TASK = Reproduce every line of the records below, replacing each occurrence of "rough mask" with "coarse mask" and keeping everything else identical. Omit the pictures from your answer.

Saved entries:
==*==
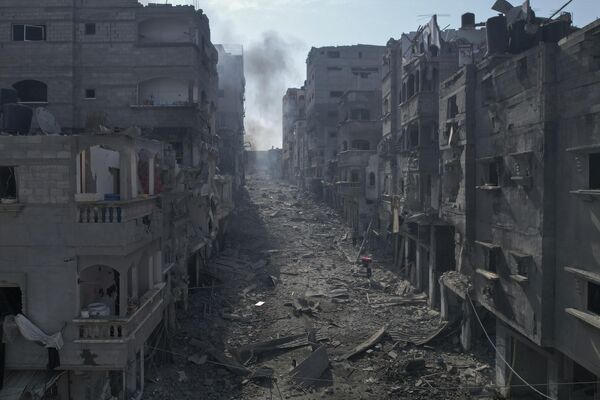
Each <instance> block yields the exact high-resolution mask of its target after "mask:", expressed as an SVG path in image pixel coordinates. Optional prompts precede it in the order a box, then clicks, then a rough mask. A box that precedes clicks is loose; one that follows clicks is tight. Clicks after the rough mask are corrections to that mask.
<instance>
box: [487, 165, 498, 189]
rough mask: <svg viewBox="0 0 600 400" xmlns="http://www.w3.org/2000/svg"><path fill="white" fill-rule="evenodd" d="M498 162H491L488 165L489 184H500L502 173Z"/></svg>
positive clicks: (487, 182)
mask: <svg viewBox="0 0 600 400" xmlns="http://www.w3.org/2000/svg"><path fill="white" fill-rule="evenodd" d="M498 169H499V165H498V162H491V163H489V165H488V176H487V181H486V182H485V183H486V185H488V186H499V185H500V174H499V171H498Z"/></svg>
==*==
ANSWER TO THIS EXERCISE =
Each <instance> block yields the exact high-resolution mask of its target after "mask:", expressed as an SVG path in image pixel coordinates. Optional prompts precede it in the order a box, then clicks, then a coarse mask. A box that precedes clicks is loose; one that follows clicks is tight. Clicks after the coarse mask are corrections to that mask.
<instance>
box: [487, 165, 498, 189]
coarse mask: <svg viewBox="0 0 600 400" xmlns="http://www.w3.org/2000/svg"><path fill="white" fill-rule="evenodd" d="M498 162H491L488 165L489 184H500L502 173Z"/></svg>
positive clicks: (487, 182)
mask: <svg viewBox="0 0 600 400" xmlns="http://www.w3.org/2000/svg"><path fill="white" fill-rule="evenodd" d="M498 169H499V165H498V162H491V163H489V165H488V176H487V181H486V182H485V183H486V185H488V186H499V185H500V174H499V171H498Z"/></svg>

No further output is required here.